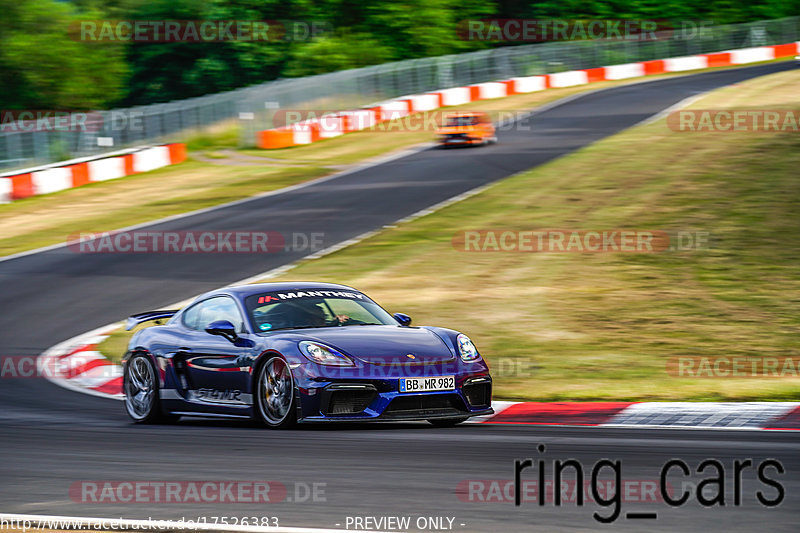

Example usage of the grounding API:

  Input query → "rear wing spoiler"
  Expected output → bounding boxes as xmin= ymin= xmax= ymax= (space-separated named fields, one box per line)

xmin=125 ymin=310 xmax=179 ymax=331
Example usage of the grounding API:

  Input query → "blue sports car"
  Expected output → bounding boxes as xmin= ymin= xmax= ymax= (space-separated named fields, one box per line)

xmin=122 ymin=282 xmax=493 ymax=428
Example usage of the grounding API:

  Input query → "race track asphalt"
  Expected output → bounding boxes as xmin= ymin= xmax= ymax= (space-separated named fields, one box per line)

xmin=0 ymin=61 xmax=797 ymax=532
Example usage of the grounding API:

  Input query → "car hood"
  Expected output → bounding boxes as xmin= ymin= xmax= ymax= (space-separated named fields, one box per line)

xmin=297 ymin=325 xmax=456 ymax=364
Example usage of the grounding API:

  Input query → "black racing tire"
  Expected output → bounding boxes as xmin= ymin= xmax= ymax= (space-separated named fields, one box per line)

xmin=255 ymin=355 xmax=298 ymax=429
xmin=123 ymin=353 xmax=176 ymax=424
xmin=427 ymin=417 xmax=470 ymax=427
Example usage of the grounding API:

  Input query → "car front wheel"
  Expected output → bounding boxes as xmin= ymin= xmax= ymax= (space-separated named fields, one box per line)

xmin=256 ymin=356 xmax=297 ymax=429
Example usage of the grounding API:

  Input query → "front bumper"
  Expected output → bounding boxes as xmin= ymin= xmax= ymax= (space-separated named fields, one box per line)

xmin=294 ymin=363 xmax=493 ymax=422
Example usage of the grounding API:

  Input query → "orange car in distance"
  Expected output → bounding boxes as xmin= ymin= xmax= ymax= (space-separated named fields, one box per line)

xmin=436 ymin=112 xmax=497 ymax=147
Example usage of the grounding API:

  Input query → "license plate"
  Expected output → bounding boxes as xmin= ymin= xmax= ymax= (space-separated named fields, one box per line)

xmin=399 ymin=376 xmax=455 ymax=393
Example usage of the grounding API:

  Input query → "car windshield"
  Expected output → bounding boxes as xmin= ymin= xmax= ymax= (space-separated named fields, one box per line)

xmin=245 ymin=289 xmax=397 ymax=332
xmin=446 ymin=115 xmax=478 ymax=126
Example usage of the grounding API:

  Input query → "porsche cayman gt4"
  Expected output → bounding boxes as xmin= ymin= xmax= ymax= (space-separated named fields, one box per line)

xmin=122 ymin=282 xmax=493 ymax=428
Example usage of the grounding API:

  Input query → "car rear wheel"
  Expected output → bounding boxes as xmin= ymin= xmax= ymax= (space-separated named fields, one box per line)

xmin=256 ymin=356 xmax=297 ymax=429
xmin=427 ymin=416 xmax=469 ymax=427
xmin=124 ymin=354 xmax=175 ymax=424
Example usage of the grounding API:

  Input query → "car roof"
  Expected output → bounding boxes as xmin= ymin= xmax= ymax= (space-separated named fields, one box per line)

xmin=196 ymin=281 xmax=359 ymax=301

=====

— Task brief —
Repeat the records above word for word. Pictures stay out of the copy.

— Solution to this task —
Example usage of the grounding API:

  Input query → "rear wing spoiler"
  Expected output → bounding boxes as xmin= ymin= xmax= ymax= (space-separated named fields, one box per line)

xmin=125 ymin=310 xmax=179 ymax=331
Example usage of the grounding API:

  Input query → "blue sports car"
  Expected output → bounding boxes as xmin= ymin= xmax= ymax= (space-separated named fields, one box per line)

xmin=122 ymin=282 xmax=493 ymax=428
Example usage of the grounding API:

  Input query → "race track asphalt"
  Expected output → bounding boxes as xmin= ymin= xmax= ymax= (space-separated named fields, one box per line)

xmin=0 ymin=61 xmax=797 ymax=532
Example usage of the grounding API:

  Input query → "car hood"
  Expected output → bounding boxes as xmin= ymin= xmax= ymax= (space-separated named fields, one box per line)

xmin=297 ymin=325 xmax=456 ymax=364
Example usage of the grounding API:

  Input query → "black racing tire"
  Expected output → bounding boxes as xmin= ymin= xmax= ymax= (space-separated named fields, one box per line)

xmin=255 ymin=355 xmax=298 ymax=429
xmin=123 ymin=353 xmax=176 ymax=424
xmin=427 ymin=417 xmax=470 ymax=427
Example usage of the grounding API:

  Input query → "car front wheel"
  Expected output → bounding boxes as xmin= ymin= xmax= ymax= (space-separated named fields, one box per line)

xmin=256 ymin=356 xmax=297 ymax=429
Example usage of the grounding API:

  Input query → "front bumper"
  Expected output → bounding boxes as xmin= ymin= xmax= ymax= (space-separated named fields, one box per line)

xmin=294 ymin=363 xmax=493 ymax=422
Example usage of the grounding API:

  Input query → "orange car in distance"
  Expected output → bounding boxes as xmin= ymin= xmax= ymax= (space-separated named fields, one box per line)

xmin=436 ymin=112 xmax=497 ymax=147
Example usage of the grounding API:

  Input query → "license plate"
  Expected output → bounding boxes as xmin= ymin= xmax= ymax= (space-separated named fields, one box per line)

xmin=399 ymin=376 xmax=455 ymax=393
Example usage of the grounding API:

  Input query → "car windshield"
  Expected output → bounding boxes as xmin= ymin= xmax= ymax= (space-separated named fields, one box per line)

xmin=245 ymin=289 xmax=397 ymax=332
xmin=446 ymin=115 xmax=478 ymax=126
Example usage of the grounding API:

  Input query → "porsche cayman gt4"
  Expected output → bounding boxes as xmin= ymin= xmax= ymax= (space-separated named fields, one box per line)

xmin=122 ymin=282 xmax=493 ymax=428
Example usage of the grounding API:

  Input query → "car rear wheel"
  Expected output → bounding boxes as xmin= ymin= xmax= ymax= (space-separated named fields, one box per line)

xmin=256 ymin=356 xmax=297 ymax=429
xmin=427 ymin=416 xmax=469 ymax=427
xmin=124 ymin=354 xmax=175 ymax=424
Example usage of the grounding API:

  Input query → "car roof"
  Expected output → bounding boxes as xmin= ymin= xmax= ymax= (space-separated named fields, one box per line)

xmin=196 ymin=281 xmax=359 ymax=301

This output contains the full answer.